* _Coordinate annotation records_
━━━━
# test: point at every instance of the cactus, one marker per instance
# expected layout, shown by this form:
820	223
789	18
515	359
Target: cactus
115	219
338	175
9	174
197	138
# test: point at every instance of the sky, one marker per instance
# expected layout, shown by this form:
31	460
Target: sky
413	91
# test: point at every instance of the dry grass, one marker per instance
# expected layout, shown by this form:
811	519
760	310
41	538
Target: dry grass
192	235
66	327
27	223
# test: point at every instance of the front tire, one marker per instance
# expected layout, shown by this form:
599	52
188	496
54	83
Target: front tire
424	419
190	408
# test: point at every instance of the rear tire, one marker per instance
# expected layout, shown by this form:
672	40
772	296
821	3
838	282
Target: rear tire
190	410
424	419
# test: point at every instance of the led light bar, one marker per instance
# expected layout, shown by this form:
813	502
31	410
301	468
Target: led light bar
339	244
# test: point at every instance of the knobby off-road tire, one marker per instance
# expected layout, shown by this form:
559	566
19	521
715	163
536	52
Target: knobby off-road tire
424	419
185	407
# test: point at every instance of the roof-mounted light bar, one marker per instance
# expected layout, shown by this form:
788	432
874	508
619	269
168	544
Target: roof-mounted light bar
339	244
━━━━
* _EXERCISE OBJECTIVE_
Your task is to transcribe the listing above in full, exactly as given.

* _SOLUTION TO THE PROBLEM_
# test: point at every instance of the cactus, one marker per instance
# expected layout, shown by this form:
820	223
789	18
515	359
Target: cactus
115	219
338	175
9	174
197	138
# test: point at every instance of the sky, one marker per instance
# expected layout, shown by this form:
31	460
Target: sky
413	91
# test: point at every instance of the dry grass, one marker per instance
# expected layout, shown by this form:
811	519
760	310
41	538
Target: dry grass
192	235
66	327
27	223
# test: point at every instance of the front tire, one marker per instance
# expected layout, shown by this form:
599	52
188	496
54	83
Target: front tire
424	419
190	408
# test: point at every instance of the rear tire, one marker per instance
# expected layout, shown by this form:
672	40
772	296
821	3
838	282
Target: rear tire
190	410
424	419
# test: point at every instance of the led light bar, one marker per instance
# expected layout, shown by this form:
813	502
31	410
301	468
Target: led light bar
339	244
# test: point at every instance of the knobby off-road tire, one marker per instance
# expected layout, shown by this form:
559	566
19	521
715	163
536	52
Target: knobby off-road tire
424	419
185	407
# test: point at every instance of the roof-mounted light bar, one marker per instance
# expected layout, shown by this form:
788	432
874	508
619	269
168	544
Target: roof-mounted light bar
339	244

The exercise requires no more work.